[[ Task input, beginning ]]

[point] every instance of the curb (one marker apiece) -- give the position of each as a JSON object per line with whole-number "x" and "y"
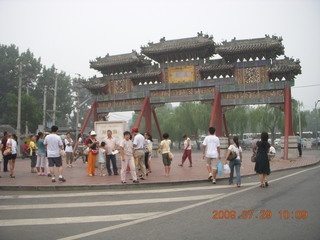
{"x": 129, "y": 185}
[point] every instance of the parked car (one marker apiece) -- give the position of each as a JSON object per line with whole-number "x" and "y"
{"x": 277, "y": 142}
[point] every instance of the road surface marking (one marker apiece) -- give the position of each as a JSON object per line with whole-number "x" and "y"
{"x": 107, "y": 193}
{"x": 106, "y": 229}
{"x": 82, "y": 219}
{"x": 108, "y": 203}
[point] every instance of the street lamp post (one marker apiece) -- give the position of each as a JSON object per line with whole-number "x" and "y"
{"x": 315, "y": 110}
{"x": 19, "y": 105}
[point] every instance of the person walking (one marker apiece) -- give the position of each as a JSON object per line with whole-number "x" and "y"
{"x": 299, "y": 145}
{"x": 33, "y": 153}
{"x": 54, "y": 145}
{"x": 211, "y": 151}
{"x": 166, "y": 158}
{"x": 111, "y": 146}
{"x": 102, "y": 158}
{"x": 148, "y": 151}
{"x": 41, "y": 157}
{"x": 12, "y": 157}
{"x": 126, "y": 153}
{"x": 4, "y": 144}
{"x": 69, "y": 149}
{"x": 138, "y": 145}
{"x": 1, "y": 156}
{"x": 262, "y": 166}
{"x": 25, "y": 150}
{"x": 236, "y": 163}
{"x": 93, "y": 145}
{"x": 186, "y": 151}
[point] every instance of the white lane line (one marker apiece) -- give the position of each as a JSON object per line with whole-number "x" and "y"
{"x": 82, "y": 219}
{"x": 108, "y": 203}
{"x": 108, "y": 193}
{"x": 106, "y": 229}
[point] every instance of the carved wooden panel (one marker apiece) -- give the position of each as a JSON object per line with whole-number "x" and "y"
{"x": 121, "y": 103}
{"x": 182, "y": 92}
{"x": 251, "y": 75}
{"x": 250, "y": 95}
{"x": 120, "y": 86}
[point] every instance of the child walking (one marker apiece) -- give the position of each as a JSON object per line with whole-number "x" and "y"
{"x": 101, "y": 158}
{"x": 126, "y": 152}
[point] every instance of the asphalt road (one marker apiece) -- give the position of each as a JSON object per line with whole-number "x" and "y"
{"x": 288, "y": 209}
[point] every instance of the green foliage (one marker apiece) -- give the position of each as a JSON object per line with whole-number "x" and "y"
{"x": 193, "y": 119}
{"x": 34, "y": 77}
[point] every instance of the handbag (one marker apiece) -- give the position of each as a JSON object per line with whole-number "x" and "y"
{"x": 226, "y": 169}
{"x": 254, "y": 157}
{"x": 62, "y": 153}
{"x": 8, "y": 149}
{"x": 86, "y": 151}
{"x": 7, "y": 152}
{"x": 232, "y": 156}
{"x": 94, "y": 152}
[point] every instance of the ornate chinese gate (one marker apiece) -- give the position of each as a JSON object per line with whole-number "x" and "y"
{"x": 180, "y": 70}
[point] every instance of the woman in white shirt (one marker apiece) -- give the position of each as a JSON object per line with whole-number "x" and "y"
{"x": 12, "y": 160}
{"x": 236, "y": 163}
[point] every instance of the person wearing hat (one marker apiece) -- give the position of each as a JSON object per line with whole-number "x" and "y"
{"x": 93, "y": 144}
{"x": 138, "y": 145}
{"x": 187, "y": 151}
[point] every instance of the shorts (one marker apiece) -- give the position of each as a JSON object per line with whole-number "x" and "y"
{"x": 166, "y": 160}
{"x": 69, "y": 156}
{"x": 213, "y": 162}
{"x": 55, "y": 162}
{"x": 7, "y": 157}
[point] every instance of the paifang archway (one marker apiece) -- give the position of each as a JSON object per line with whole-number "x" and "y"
{"x": 247, "y": 72}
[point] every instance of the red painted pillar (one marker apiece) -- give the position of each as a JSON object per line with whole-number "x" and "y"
{"x": 148, "y": 117}
{"x": 217, "y": 114}
{"x": 157, "y": 123}
{"x": 95, "y": 114}
{"x": 145, "y": 102}
{"x": 226, "y": 127}
{"x": 92, "y": 108}
{"x": 288, "y": 130}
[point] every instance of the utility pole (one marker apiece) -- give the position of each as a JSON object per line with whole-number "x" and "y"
{"x": 55, "y": 100}
{"x": 300, "y": 131}
{"x": 78, "y": 111}
{"x": 19, "y": 106}
{"x": 27, "y": 129}
{"x": 315, "y": 110}
{"x": 44, "y": 106}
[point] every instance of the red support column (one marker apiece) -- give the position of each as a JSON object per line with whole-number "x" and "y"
{"x": 157, "y": 123}
{"x": 217, "y": 114}
{"x": 226, "y": 127}
{"x": 288, "y": 130}
{"x": 92, "y": 108}
{"x": 95, "y": 114}
{"x": 145, "y": 102}
{"x": 148, "y": 117}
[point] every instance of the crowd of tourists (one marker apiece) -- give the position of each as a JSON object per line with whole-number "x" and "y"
{"x": 46, "y": 152}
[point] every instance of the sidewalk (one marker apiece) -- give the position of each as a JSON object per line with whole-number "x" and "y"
{"x": 77, "y": 178}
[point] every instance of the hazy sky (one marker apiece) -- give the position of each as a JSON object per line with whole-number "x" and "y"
{"x": 71, "y": 33}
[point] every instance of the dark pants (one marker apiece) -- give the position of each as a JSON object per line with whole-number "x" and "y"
{"x": 300, "y": 149}
{"x": 235, "y": 164}
{"x": 187, "y": 154}
{"x": 5, "y": 163}
{"x": 112, "y": 158}
{"x": 146, "y": 159}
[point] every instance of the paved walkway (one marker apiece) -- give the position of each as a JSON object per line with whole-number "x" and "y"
{"x": 76, "y": 176}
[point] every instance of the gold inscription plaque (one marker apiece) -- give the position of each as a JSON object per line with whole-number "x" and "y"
{"x": 181, "y": 74}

[[ Task input, end ]]

§ **Directions for this task**
For this exercise, write out the listing verbatim and leave every image out.

§ **Task response**
[point] every instance of the curb (one marker apiece) -- give the position of each as a JSON object per line with whole-number "x" and "y"
{"x": 129, "y": 185}
[point] every instance of the parked car (one marker apiece) -- give the position of each as a JSON object per line with whole-number "x" and "y"
{"x": 277, "y": 142}
[point] every instance of the road surface marking (one marker apiece) -- give the position of each as a JSON object per line with whole-number "x" and "y"
{"x": 107, "y": 193}
{"x": 106, "y": 229}
{"x": 82, "y": 219}
{"x": 108, "y": 203}
[point] every instance of the street lamp post (one marker apiece) -- give the position of each as a JSON object per line with whole-number "x" and "y"
{"x": 315, "y": 110}
{"x": 19, "y": 105}
[point] every instance of the person walking (one marker apiece) -- give the position of each as a JSON object per line with whole-number "x" and "y"
{"x": 299, "y": 145}
{"x": 33, "y": 153}
{"x": 54, "y": 145}
{"x": 211, "y": 151}
{"x": 166, "y": 158}
{"x": 111, "y": 146}
{"x": 102, "y": 158}
{"x": 148, "y": 151}
{"x": 41, "y": 157}
{"x": 12, "y": 157}
{"x": 126, "y": 153}
{"x": 4, "y": 144}
{"x": 69, "y": 149}
{"x": 138, "y": 145}
{"x": 1, "y": 156}
{"x": 262, "y": 166}
{"x": 25, "y": 150}
{"x": 236, "y": 163}
{"x": 93, "y": 145}
{"x": 186, "y": 151}
[point] every instance of the white lane line (one marker apiece) -- give the position of each as a JSON object per line with whole-number "x" and "y"
{"x": 82, "y": 219}
{"x": 108, "y": 203}
{"x": 108, "y": 193}
{"x": 106, "y": 229}
[point] every instance of the carved wooden panel (one marker apiece) -- give the position of each as a JSON object per line with whole-number "x" and "y"
{"x": 121, "y": 103}
{"x": 182, "y": 92}
{"x": 251, "y": 75}
{"x": 250, "y": 95}
{"x": 120, "y": 86}
[point] every instance of the child walking (one marker apiece) -- give the position of each as a JSON object per line with whole-number "x" and "y"
{"x": 101, "y": 158}
{"x": 126, "y": 152}
[point] every instance of the asphalt road (one marker apiece) -- give the position of each as a JSON object per line with whole-number "x" and "y"
{"x": 288, "y": 209}
[point] every instance of the green foliage (one marker apiece) -- give the position of each as a JSON object per line with whole-number "x" and "y"
{"x": 193, "y": 119}
{"x": 34, "y": 77}
[point] every instance of the handbag (one marker apiece) -- give the position of each as a JSON object per line with whole-number "x" and "y"
{"x": 226, "y": 169}
{"x": 254, "y": 157}
{"x": 62, "y": 153}
{"x": 8, "y": 149}
{"x": 86, "y": 151}
{"x": 7, "y": 152}
{"x": 232, "y": 156}
{"x": 94, "y": 152}
[point] every instance of the ornate chinese gate (one marker apiece) -- give the position of each as a JSON object per line with whole-number "x" and "y"
{"x": 180, "y": 70}
[point] every instance of the woman in white shirt (one marker apiece) -- give the position of each as a JSON object per line with whole-number "x" and "y"
{"x": 12, "y": 160}
{"x": 236, "y": 163}
[point] every instance of the person wearing hat (one marker apiece) -- give the position of each as a JSON object per line with whole-number "x" and "y"
{"x": 93, "y": 144}
{"x": 138, "y": 145}
{"x": 187, "y": 151}
[point] every instance of the shorts (one marker apiece) -- give the position of each as a JSON object per line with whole-number "x" and "y"
{"x": 166, "y": 160}
{"x": 69, "y": 156}
{"x": 213, "y": 162}
{"x": 55, "y": 162}
{"x": 7, "y": 157}
[point] every instance of the paifang archway (one marker apiece) -- give the position of each as a JSON object per line with whole-number "x" and "y"
{"x": 247, "y": 72}
[point] every instance of the red painted pillar (one marker apiece) -- give the position of each as a JSON object per line with whole-number "x" and "y"
{"x": 148, "y": 117}
{"x": 217, "y": 114}
{"x": 157, "y": 123}
{"x": 95, "y": 114}
{"x": 145, "y": 102}
{"x": 226, "y": 127}
{"x": 92, "y": 108}
{"x": 288, "y": 130}
[point] every instance of the utility pole (one marker apiece) -- give the position of each as a JSON object per line with whole-number "x" and "y"
{"x": 55, "y": 100}
{"x": 300, "y": 131}
{"x": 78, "y": 111}
{"x": 19, "y": 106}
{"x": 27, "y": 129}
{"x": 315, "y": 110}
{"x": 44, "y": 106}
[point] every instance of the red support column (one marker apiece) -- give the position of each as a JSON object per line with whole-number "x" and "y"
{"x": 157, "y": 123}
{"x": 217, "y": 114}
{"x": 226, "y": 127}
{"x": 288, "y": 130}
{"x": 92, "y": 108}
{"x": 95, "y": 114}
{"x": 145, "y": 102}
{"x": 148, "y": 117}
[point] every instance of the crowd of tourists (one marker apiece) -- give the position of each as a JSON object per line with whole-number "x" and "y"
{"x": 46, "y": 152}
[point] every instance of the sidewalk (one marker apiece) -- give the position of each as a JSON object per line with whole-number "x" and "y"
{"x": 77, "y": 178}
[point] every instance of the hazy sky (one marker apiece) -- give the position of each as a JSON object per line with whole-number "x" and "y"
{"x": 71, "y": 33}
[point] every instance of the dark pants (one marker apiece) -- give the position of each as a JSON object per line with whole-number "x" and "y"
{"x": 300, "y": 149}
{"x": 235, "y": 164}
{"x": 187, "y": 154}
{"x": 5, "y": 163}
{"x": 112, "y": 158}
{"x": 146, "y": 159}
[point] every instance of the paved walkway (one marker apiece) -- give the position of each as a JSON object per line with whole-number "x" and "y"
{"x": 76, "y": 176}
[point] every instance of the gold inscription plaque (one marker apiece) -- give the position of each as a JSON object per line with whole-number "x" and "y"
{"x": 181, "y": 74}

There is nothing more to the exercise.